→ Task inputs:

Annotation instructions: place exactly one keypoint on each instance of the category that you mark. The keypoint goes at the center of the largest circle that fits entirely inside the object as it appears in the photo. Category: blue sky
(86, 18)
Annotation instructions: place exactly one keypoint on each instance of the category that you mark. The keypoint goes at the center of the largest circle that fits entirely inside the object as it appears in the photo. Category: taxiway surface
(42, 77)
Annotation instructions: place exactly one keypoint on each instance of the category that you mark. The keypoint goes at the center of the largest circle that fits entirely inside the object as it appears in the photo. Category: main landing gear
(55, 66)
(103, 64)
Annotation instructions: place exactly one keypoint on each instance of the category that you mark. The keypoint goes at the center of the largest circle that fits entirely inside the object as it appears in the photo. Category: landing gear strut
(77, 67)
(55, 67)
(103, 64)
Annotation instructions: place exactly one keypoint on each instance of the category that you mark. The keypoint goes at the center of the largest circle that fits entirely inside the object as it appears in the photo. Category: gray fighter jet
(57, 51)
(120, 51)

→ Your task: Quote all of the entries above word for word, in the same order.

→ Full solution:
Annotation instructions: place exactly one keypoint on each instance of the category that you mark. The keypoint goes at the center of the largest circle that fits entirely inside the object as it appears in the photo. Category: blue sky
(86, 18)
Annotation instructions: place exactly one keypoint on each instance of the category that you mark. The keypoint goes at the center of the largest circle that fits entirely inside the object as it appears in the photo. Category: taxiway surface
(42, 77)
Annotation instructions: place exactly one keypoint on each instance of the category that you mark. The keypoint goes at the center of the largest circle that fits entirely inside the object as it appears in the photo. Category: main landing gear
(55, 66)
(103, 64)
Annotation instructions: place exactly one keypoint on each instance of the category that you mark. The keypoint goes at the center of the largest circle that fits entirely inside the object as it appears in the photo. Category: landing gear strut
(77, 67)
(55, 67)
(103, 64)
Annotation instructions: place exactly one keypoint on each instance of the category that you mark. The keypoint goes at the center of the largest circle that fits entirely inside the object as it appears in the photo. Category: gray fighter jet
(57, 51)
(120, 51)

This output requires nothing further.